== DATASET ==
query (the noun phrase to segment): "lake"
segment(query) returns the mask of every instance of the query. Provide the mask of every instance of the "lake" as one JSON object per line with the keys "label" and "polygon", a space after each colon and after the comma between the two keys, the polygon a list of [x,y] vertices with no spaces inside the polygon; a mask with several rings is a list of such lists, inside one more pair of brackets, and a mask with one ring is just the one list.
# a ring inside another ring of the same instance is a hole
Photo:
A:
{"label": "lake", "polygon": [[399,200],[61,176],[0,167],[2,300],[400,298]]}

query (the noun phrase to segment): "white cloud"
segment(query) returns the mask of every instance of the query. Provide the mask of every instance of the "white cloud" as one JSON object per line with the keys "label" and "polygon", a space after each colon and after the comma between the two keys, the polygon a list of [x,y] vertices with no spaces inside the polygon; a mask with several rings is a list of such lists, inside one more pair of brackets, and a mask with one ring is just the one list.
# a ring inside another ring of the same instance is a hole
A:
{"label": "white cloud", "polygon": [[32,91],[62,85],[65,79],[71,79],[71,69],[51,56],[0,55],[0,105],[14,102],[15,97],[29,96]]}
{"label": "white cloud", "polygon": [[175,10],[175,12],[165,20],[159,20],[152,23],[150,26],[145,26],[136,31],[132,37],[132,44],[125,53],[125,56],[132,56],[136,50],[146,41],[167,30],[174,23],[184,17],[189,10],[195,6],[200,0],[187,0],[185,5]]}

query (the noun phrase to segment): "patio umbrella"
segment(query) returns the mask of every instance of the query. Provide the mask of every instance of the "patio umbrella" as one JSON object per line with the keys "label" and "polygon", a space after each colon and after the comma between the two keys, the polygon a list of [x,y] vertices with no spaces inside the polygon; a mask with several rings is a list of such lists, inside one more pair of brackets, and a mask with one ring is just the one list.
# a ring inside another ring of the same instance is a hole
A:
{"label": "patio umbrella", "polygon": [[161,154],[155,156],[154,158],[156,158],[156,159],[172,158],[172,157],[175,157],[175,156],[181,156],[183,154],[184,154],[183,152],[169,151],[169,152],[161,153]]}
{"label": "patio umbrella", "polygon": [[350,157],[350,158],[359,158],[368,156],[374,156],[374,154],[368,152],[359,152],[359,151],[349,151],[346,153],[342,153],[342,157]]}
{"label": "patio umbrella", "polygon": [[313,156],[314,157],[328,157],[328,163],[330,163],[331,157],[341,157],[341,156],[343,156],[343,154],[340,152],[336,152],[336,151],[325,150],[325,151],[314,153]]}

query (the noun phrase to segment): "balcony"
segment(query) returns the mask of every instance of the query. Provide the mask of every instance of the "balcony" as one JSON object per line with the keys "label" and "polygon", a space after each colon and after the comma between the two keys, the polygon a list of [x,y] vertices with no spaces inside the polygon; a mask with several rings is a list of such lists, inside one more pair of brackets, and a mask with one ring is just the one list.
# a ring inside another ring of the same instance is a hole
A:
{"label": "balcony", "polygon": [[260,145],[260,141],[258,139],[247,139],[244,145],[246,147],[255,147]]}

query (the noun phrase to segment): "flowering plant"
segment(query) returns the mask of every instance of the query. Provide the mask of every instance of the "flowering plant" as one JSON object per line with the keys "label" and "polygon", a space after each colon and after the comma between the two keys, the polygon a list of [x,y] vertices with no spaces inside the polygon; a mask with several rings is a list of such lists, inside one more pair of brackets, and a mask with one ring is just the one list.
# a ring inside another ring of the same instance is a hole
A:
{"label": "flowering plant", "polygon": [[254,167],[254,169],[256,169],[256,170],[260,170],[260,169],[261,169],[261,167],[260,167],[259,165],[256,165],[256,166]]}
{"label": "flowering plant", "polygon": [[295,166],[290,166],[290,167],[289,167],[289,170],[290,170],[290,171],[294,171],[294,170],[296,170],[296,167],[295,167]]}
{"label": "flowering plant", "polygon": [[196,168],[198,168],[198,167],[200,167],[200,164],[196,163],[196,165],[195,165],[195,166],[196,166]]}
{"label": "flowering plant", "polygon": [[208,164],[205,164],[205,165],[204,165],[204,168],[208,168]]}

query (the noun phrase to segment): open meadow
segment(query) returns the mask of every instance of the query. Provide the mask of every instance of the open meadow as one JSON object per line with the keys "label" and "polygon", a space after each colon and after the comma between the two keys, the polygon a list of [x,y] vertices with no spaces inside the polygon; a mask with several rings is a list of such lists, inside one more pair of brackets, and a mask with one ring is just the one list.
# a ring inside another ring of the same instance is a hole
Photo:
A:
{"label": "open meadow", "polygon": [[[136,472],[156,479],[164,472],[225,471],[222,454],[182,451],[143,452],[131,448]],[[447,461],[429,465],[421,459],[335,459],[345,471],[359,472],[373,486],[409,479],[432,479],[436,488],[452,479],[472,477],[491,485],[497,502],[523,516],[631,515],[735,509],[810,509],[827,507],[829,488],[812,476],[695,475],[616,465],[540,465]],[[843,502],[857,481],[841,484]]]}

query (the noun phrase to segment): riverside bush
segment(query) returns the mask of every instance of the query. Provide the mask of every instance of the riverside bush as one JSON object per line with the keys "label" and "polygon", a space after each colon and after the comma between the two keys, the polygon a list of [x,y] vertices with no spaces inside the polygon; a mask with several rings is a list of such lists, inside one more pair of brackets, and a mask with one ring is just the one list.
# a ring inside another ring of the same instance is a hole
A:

== TO DO ==
Keep every word the same and copy out all of the entries.

== EXERCISE ANSWER ==
query (the noun phrase to segment): "lake"
segment(query) returns the mask of every instance of the query. Provide the mask of every instance of the "lake" as one JSON object per line with the keys "label" and "polygon", a space after each colon and after the comma between the two keys, the polygon a list of [x,y] vertices with no spaces inside the polygon; a mask with several rings is a list of such lists, inside one more pair of brackets, and a mask with one ring is just the one list.
# a ring inside another ring of the same instance is a hole
Photo:
A:
{"label": "lake", "polygon": [[399,200],[61,176],[0,167],[2,300],[400,298]]}

query (the noun phrase to segment): "white cloud"
segment(query) returns the mask of every instance of the query. Provide the mask of every instance of the "white cloud" as one JSON object per line with the keys "label" and "polygon", a space after each colon and after the comma between the two keys, the polygon a list of [x,y] vertices with no spaces inside the polygon; a mask with several rings is a list of such lists, inside one more pair of brackets, and a mask with one ring is just the one list.
# a ring inside another ring of the same instance is a hole
A:
{"label": "white cloud", "polygon": [[32,91],[62,85],[65,79],[71,79],[71,69],[51,56],[0,55],[0,105],[14,102],[15,97],[29,96]]}
{"label": "white cloud", "polygon": [[175,10],[175,12],[165,20],[159,20],[152,23],[150,26],[145,26],[136,31],[132,37],[132,44],[125,53],[125,56],[132,56],[136,50],[146,41],[167,30],[174,23],[184,17],[189,10],[195,6],[200,0],[187,0],[185,5]]}

query (the noun phrase to segment): "patio umbrella"
segment(query) returns the mask of every instance of the query. Provide the mask of every instance of the "patio umbrella" as one JSON object per line with the keys "label" and "polygon", a space after each colon and after the comma between the two keys, the polygon a list of [x,y] vertices with no spaces inside the polygon; a mask with several rings is a list of such lists, inside one more pair of brackets, and a mask with one ring is just the one list.
# a ring inside another ring of the same instance is a hole
A:
{"label": "patio umbrella", "polygon": [[161,154],[155,156],[154,158],[156,158],[156,159],[172,158],[172,157],[175,157],[175,156],[181,156],[183,154],[184,154],[183,152],[169,151],[169,152],[161,153]]}
{"label": "patio umbrella", "polygon": [[350,157],[350,158],[359,158],[368,156],[374,156],[374,154],[368,152],[359,152],[359,151],[349,151],[346,153],[342,153],[342,157]]}
{"label": "patio umbrella", "polygon": [[313,156],[314,157],[328,157],[328,163],[330,163],[331,157],[341,157],[341,156],[343,156],[343,154],[340,152],[336,152],[336,151],[325,150],[325,151],[314,153]]}

query (the noun phrase to segment): "balcony"
segment(query) returns the mask of every instance of the query. Provide the mask of every instance of the "balcony" as one JSON object per line with the keys "label" and "polygon", a space after each colon and after the comma between the two keys, the polygon a list of [x,y] vertices with no spaces inside the polygon; a mask with several rings is a list of such lists, inside one more pair of brackets, and a mask with one ring is just the one list.
# a ring inside another ring of the same instance is a hole
A:
{"label": "balcony", "polygon": [[260,145],[260,141],[258,139],[247,139],[244,145],[246,147],[255,147]]}

query (the noun phrase to segment): "flowering plant"
segment(query) returns the mask of every instance of the query. Provide the mask of every instance of the "flowering plant" as one JSON object per line with the keys "label" and "polygon", a space after each colon and after the comma between the two keys, the polygon a list of [x,y] vertices with no spaces inside the polygon; a mask with several rings is a list of such lists, inside one more pair of brackets, and a mask with one ring is just the one list.
# a ring inside another ring of the same instance is a hole
A:
{"label": "flowering plant", "polygon": [[254,167],[254,169],[256,169],[256,170],[260,170],[260,169],[261,169],[261,167],[260,167],[259,165],[256,165],[256,166]]}
{"label": "flowering plant", "polygon": [[295,166],[290,166],[290,167],[289,167],[289,170],[290,170],[290,171],[294,171],[294,170],[296,170],[296,167],[295,167]]}
{"label": "flowering plant", "polygon": [[196,168],[198,168],[198,167],[200,167],[200,164],[196,163],[196,165],[195,165],[195,166],[196,166]]}
{"label": "flowering plant", "polygon": [[208,164],[205,164],[205,165],[204,165],[204,168],[208,168]]}

query (the noun phrase to segment): open meadow
segment(query) returns the mask of every instance of the query. Provide the mask of every instance of the open meadow as one JSON object per line with the keys "label" and "polygon", a space after each colon and after the comma between the two keys, the polygon a list of [x,y] vertices with no spaces inside the polygon; a mask with several rings is a list of such lists, inside one more pair of brackets, and a mask with one ring is just the one list.
# a ring inside another ring of the same instance is a hole
Photo:
A:
{"label": "open meadow", "polygon": [[[136,472],[156,479],[164,472],[225,471],[222,454],[182,451],[143,452],[131,448]],[[447,461],[429,465],[421,459],[335,459],[345,471],[359,472],[373,486],[409,479],[432,479],[436,488],[452,479],[472,477],[491,485],[497,502],[523,516],[631,515],[735,509],[810,509],[827,507],[829,488],[812,476],[695,475],[616,465],[540,465]],[[843,502],[857,481],[841,484]]]}

query (the noun phrase to segment): riverside bush
segment(query) returns the mask of every instance of the query. Provide the mask of every instance of the riverside bush as one JSON object per line with the keys "label" and "polygon", a space after each colon and after the comma between the two keys, the polygon a list of [x,y] vertices with no spaces inside the polygon; a mask with several rings is a list of such lists, inside one more pair of brackets, and a mask with one ring is just the one list.
# a ring inside another ring of the same instance is a hole
A:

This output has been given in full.